To recap:  In under and hour I went from a bar in Brooklyn to the VIP part of a SNL cast party.  This was clearly as far as this Icarus was going to make it.  I was fine with that so I did a few shots of what, I’ll never know.  That was a bad idea because that’s when I met David Duchovny.  Standing there, feeling Ke$ha tipsy, I felt a tap on my shoulder and a man extended his hand to shake mine:

“Hi, my name is David.”

“I believe you.”  Then I turned brain dead and went into auto-pilot.  I always have some canned response for when I meet a famous person so I can avoid saying things like, nice tie.  Instead I went with, “There are four people on earth who make me starstruck and you are one of them.”
“Who are the other three?” (For some reason, Fight Club dialogue seems appropriate here, we have just lost cabin pressure…)“Uhhh…. President Clinton, VP Gore and Hillary Clinton….” EPIC FAIL.

The conversation didn’t last too much longer than that.  I went home with my tail between my legs and couldn’t look at his picture for at least six months without wanting to vomit.  The only upside was I did tell myself that I had been an idiot in front of the one famous person I really had a crush on and the sun still managed to rise the next day, thereby giving me licence to be stupid in front of all sorts of new and exciting people.

And now, it’s just a fun story I tell.  Hope you enjoyed it.

My experience with the “birther issue”

No, I am not a member of the Tea Party.  I am not a conspiracy theorist.   Occam’s Razor could be tattooed on my forehead.  I think Lee Harvey Oswald acted alone and we went to the moon.  Anyway, you get the point.

In late 2008, I was working as a freelance writer/PR person.  For a very brief period I wrote for a Sunday morning, political round table television show (won’t say which one but the host is super obnoxious and, for once, I am not talking about David Gregory — hint two: it’s also not Chris Matthews, whom I have never met).

- _SOURCE DATA_:
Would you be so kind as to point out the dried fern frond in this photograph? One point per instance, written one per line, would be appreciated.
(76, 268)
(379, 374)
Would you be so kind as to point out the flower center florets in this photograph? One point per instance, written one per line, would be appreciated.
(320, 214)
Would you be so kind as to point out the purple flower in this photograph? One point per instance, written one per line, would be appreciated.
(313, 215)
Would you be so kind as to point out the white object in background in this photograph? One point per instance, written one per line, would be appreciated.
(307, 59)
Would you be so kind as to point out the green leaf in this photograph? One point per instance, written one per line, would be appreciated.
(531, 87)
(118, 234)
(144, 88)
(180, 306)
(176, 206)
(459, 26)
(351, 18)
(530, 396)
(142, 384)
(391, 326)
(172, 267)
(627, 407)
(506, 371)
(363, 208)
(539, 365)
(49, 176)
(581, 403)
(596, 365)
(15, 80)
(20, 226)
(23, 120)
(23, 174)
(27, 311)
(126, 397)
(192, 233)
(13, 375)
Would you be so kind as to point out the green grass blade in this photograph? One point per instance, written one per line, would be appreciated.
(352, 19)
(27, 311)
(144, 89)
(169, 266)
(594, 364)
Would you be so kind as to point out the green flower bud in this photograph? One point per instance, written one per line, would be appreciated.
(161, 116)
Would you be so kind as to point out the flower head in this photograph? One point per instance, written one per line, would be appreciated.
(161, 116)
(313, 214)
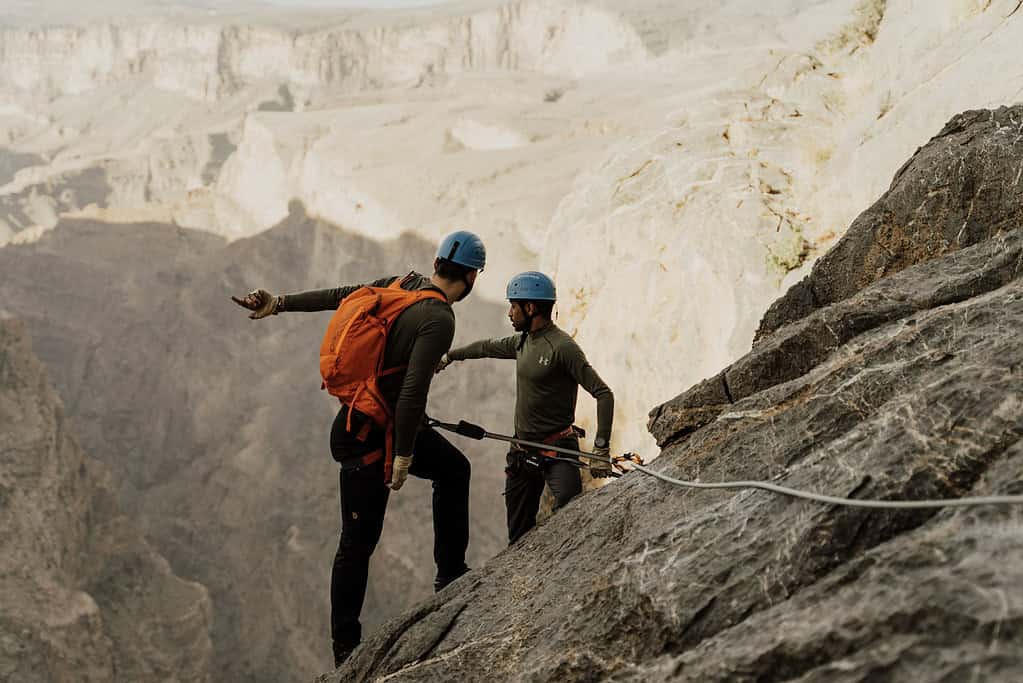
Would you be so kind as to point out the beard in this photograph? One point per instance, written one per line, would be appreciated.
(469, 288)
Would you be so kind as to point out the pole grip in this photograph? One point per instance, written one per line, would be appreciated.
(471, 430)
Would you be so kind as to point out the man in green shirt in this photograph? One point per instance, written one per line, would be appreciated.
(550, 367)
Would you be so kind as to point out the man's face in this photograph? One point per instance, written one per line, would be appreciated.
(519, 316)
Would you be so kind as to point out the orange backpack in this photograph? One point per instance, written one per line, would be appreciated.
(352, 356)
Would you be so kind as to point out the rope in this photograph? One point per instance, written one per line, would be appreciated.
(475, 431)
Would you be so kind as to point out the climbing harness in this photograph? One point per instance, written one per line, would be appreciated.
(476, 431)
(635, 462)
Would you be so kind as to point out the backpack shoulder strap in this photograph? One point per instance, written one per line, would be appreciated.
(398, 281)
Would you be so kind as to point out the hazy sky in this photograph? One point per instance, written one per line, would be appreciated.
(357, 3)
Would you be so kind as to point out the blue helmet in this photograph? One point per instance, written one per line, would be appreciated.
(531, 286)
(464, 248)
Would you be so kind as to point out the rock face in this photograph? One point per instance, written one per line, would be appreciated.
(906, 386)
(215, 427)
(83, 596)
(978, 156)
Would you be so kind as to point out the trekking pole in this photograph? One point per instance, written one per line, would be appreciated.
(476, 431)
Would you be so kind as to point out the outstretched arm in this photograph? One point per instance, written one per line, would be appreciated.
(504, 348)
(263, 304)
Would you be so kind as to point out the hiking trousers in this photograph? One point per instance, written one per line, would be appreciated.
(524, 486)
(363, 503)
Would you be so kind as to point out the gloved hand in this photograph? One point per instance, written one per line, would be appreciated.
(599, 467)
(399, 470)
(261, 303)
(445, 361)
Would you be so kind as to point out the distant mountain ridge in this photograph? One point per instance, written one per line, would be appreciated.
(83, 596)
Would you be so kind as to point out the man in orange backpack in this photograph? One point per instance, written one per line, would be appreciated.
(413, 315)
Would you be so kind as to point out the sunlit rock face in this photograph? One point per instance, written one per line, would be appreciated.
(83, 596)
(908, 388)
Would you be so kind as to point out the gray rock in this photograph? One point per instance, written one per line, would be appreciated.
(904, 384)
(959, 189)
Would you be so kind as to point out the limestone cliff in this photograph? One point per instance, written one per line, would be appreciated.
(906, 386)
(83, 597)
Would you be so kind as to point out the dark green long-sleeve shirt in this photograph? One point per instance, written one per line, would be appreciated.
(549, 369)
(418, 337)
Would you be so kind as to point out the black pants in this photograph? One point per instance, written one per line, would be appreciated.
(363, 502)
(524, 486)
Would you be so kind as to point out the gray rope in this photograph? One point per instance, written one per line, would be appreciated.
(475, 431)
(834, 500)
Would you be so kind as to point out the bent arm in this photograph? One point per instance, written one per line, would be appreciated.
(433, 339)
(486, 349)
(586, 376)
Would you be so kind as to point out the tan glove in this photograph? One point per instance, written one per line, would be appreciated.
(261, 303)
(444, 362)
(399, 470)
(599, 466)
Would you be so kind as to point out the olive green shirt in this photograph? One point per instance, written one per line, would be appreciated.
(549, 369)
(419, 335)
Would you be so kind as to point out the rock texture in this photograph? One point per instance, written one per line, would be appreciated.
(83, 597)
(962, 188)
(215, 427)
(907, 386)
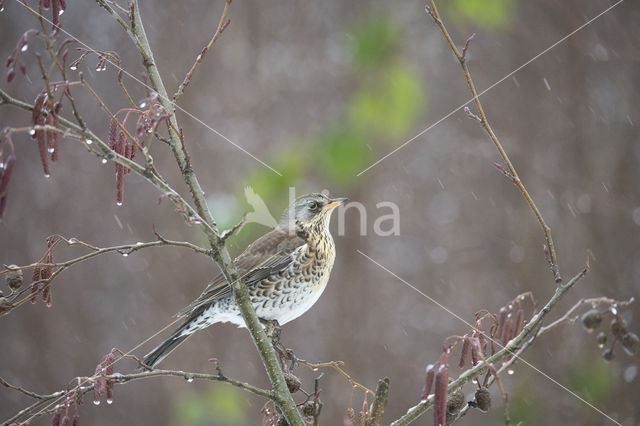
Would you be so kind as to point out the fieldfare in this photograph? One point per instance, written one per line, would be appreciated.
(285, 270)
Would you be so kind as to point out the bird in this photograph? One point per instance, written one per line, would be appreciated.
(286, 270)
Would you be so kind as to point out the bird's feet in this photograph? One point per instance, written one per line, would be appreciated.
(287, 358)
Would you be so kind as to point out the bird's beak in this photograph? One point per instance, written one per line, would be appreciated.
(336, 202)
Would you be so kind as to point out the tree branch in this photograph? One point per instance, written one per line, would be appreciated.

- _EXERCISE INSTRUCTIONS_: In the blog post about meeting David Duchovny, which three people did the writer name as the others who cause starstruck feelings? Please answer in one sentence.

- _COMPLETED TASK_: The writer named President Clinton, VP Gore and Hillary Clinton.